# Problem requirements
Scan the records below and copy every line that contains the string "clicks".

# Material to process
※ ※ ※
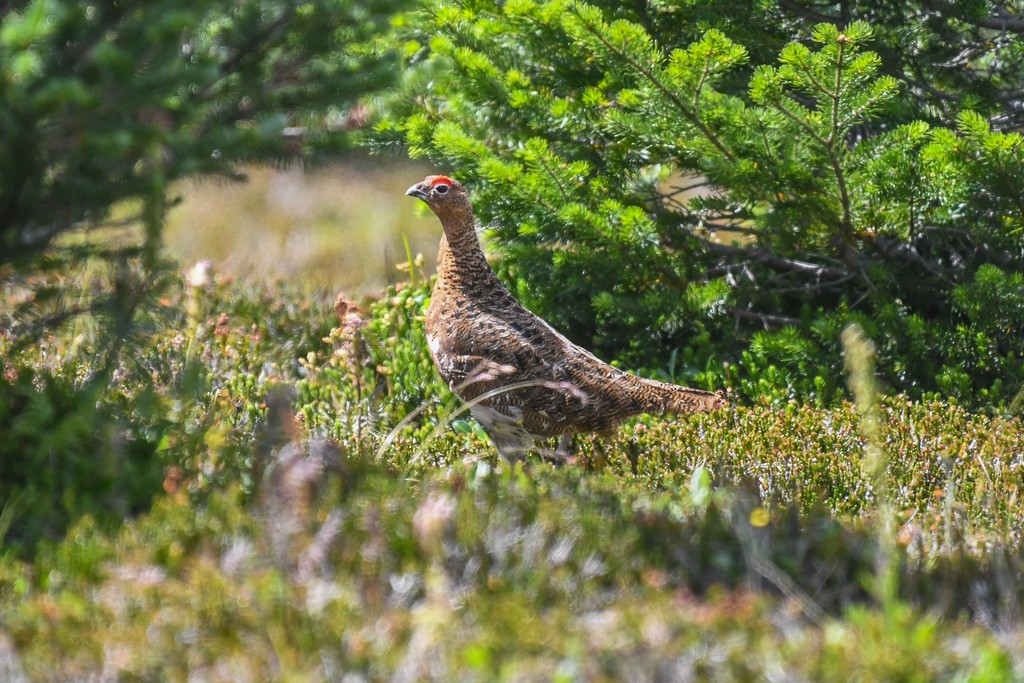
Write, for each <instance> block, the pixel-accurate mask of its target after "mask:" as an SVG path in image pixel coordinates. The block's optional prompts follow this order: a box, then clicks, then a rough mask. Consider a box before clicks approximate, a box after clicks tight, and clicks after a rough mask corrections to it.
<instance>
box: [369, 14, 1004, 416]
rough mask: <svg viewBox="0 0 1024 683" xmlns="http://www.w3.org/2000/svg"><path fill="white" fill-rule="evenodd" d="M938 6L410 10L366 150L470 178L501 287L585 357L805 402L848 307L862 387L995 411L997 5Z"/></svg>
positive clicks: (996, 142)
※ ※ ※
# Final answer
Write, for each <instance> block, the pixel-accurate mask of its target after "mask:" as an SVG path in image pixel coordinates. The block's optional prompts follow this order: a box, then clicks, then a rough mask. Consider a box before clicks approximate, a box after clicks tight, and clicks after a rough mask corrections to it.
positive clicks: (996, 142)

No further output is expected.